Stated task » Render all of the material below as a Markdown table with two columns, No. for the row number and Text for the line, leaving out blank lines.
— START —
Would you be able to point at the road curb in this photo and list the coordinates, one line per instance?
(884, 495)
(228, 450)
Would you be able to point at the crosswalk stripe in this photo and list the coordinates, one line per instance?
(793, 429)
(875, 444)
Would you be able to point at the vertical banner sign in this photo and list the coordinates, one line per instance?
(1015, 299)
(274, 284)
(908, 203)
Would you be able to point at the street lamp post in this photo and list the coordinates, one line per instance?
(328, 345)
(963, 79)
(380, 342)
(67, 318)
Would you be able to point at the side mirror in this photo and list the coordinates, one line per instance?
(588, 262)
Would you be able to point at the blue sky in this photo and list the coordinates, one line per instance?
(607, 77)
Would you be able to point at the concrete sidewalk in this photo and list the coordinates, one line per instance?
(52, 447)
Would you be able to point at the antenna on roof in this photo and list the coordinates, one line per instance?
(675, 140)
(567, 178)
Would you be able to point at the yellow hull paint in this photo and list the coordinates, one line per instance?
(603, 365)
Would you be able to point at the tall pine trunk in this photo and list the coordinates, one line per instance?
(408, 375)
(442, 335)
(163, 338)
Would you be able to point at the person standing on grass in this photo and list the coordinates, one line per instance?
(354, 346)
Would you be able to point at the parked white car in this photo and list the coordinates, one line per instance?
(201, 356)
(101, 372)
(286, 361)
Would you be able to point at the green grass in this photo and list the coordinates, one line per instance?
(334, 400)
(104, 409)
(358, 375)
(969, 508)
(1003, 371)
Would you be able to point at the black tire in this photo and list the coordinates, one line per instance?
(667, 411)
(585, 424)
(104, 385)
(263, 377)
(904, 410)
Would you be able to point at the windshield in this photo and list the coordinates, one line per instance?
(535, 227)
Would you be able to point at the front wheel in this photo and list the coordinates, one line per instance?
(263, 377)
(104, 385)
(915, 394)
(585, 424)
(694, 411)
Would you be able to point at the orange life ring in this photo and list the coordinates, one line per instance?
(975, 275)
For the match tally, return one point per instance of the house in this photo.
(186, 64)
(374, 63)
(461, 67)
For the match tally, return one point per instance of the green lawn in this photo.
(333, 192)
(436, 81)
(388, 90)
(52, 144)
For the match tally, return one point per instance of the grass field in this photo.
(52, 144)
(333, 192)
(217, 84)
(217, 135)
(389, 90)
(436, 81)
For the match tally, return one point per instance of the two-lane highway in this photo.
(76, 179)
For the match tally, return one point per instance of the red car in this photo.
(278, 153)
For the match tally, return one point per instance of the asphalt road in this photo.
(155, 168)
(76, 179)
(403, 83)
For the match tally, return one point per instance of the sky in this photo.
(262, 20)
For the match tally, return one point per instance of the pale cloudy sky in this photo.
— END —
Task answer »
| No. | Text |
|---|---|
| 1 | Would you be able to point at the road curb in this photo and list the coordinates, one line per instance? |
| 2 | (884, 495) |
| 3 | (228, 450) |
| 4 | Would you be able to point at the crosswalk stripe in this photo and list the coordinates, one line per instance? |
| 5 | (793, 429) |
| 6 | (875, 444) |
| 7 | Would you be able to point at the vertical banner sign in this photo and list the coordinates, one line per instance? |
| 8 | (1015, 299) |
| 9 | (274, 284) |
| 10 | (908, 203) |
| 11 | Would you be able to point at the street lamp post in this photo and list the coordinates, one line per instance? |
| 12 | (328, 345) |
| 13 | (963, 79) |
| 14 | (380, 342) |
| 15 | (67, 318) |
| 16 | Would you be able to point at the side mirror in this photo and list the coordinates, one line per instance? |
| 17 | (588, 262) |
| 18 | Would you be able to point at the blue sky in this photo and list the coordinates, one line per instance? |
| 19 | (607, 77) |
| 20 | Would you be able to point at the concrete sidewalk in this photo and list the coordinates, one line per instance? |
| 21 | (52, 447) |
| 22 | Would you be able to point at the antenna on roof in this photo and list the coordinates, one line per instance? |
| 23 | (675, 140) |
| 24 | (567, 178) |
| 25 | Would you be able to point at the yellow hull paint in this photo and list the coordinates, one line per instance? |
| 26 | (603, 365) |
| 27 | Would you be able to point at the tall pine trunk in this photo and list the coordinates, one line per instance? |
| 28 | (408, 375) |
| 29 | (442, 335) |
| 30 | (163, 338) |
| 31 | Would you be able to point at the person standing on grass in this photo and list the coordinates, one line per instance? |
| 32 | (354, 346) |
| 33 | Would you be able to point at the parked white car in this photo and list the coordinates, one line per instance? |
| 34 | (201, 356) |
| 35 | (101, 372) |
| 36 | (286, 361) |
| 37 | Would you be able to point at the green grass in this photo and list the coordinates, one line per instance? |
| 38 | (334, 400) |
| 39 | (104, 409) |
| 40 | (358, 375) |
| 41 | (969, 508) |
| 42 | (1003, 371) |
| 43 | Would you be able to point at the black tire in this photo and list the coordinates, one line per instance? |
| 44 | (667, 411) |
| 45 | (585, 424) |
| 46 | (104, 385) |
| 47 | (263, 377) |
| 48 | (904, 410) |
| 49 | Would you be able to point at the windshield in this photo and list the coordinates, one line per instance? |
| 50 | (535, 227) |
| 51 | Would you be able to point at the front wheel in this photo and list the coordinates, one line per instance? |
| 52 | (263, 377) |
| 53 | (104, 385) |
| 54 | (915, 394) |
| 55 | (585, 424) |
| 56 | (694, 411) |
| 57 | Would you be able to point at the orange life ring in this photo and list the coordinates, one line per instance? |
| 58 | (975, 275) |
| 59 | For the match tally, return one point per instance of the house in this photo. |
| 60 | (186, 64) |
| 61 | (374, 63) |
| 62 | (461, 67) |
| 63 | For the match tally, return one point per instance of the green lawn in this photo. |
| 64 | (333, 192) |
| 65 | (436, 81) |
| 66 | (388, 90) |
| 67 | (52, 144) |
| 68 | For the match tally, return one point per instance of the grass field in this photo. |
| 69 | (52, 144) |
| 70 | (333, 192) |
| 71 | (217, 84) |
| 72 | (217, 135) |
| 73 | (389, 90) |
| 74 | (436, 81) |
| 75 | For the match tally, return one point per instance of the two-lane highway in this photo. |
| 76 | (76, 179) |
| 77 | For the match tally, return one point per instance of the red car in this photo. |
| 78 | (278, 153) |
| 79 | For the match tally, return one point per instance of the asphalt road in this photo. |
| 80 | (155, 168) |
| 81 | (76, 179) |
| 82 | (403, 83) |
| 83 | For the match tally, return one point per instance of the sky in this photo. |
| 84 | (262, 20) |
| 85 | For the match tally, return one point per instance of the pale cloudy sky in this photo. |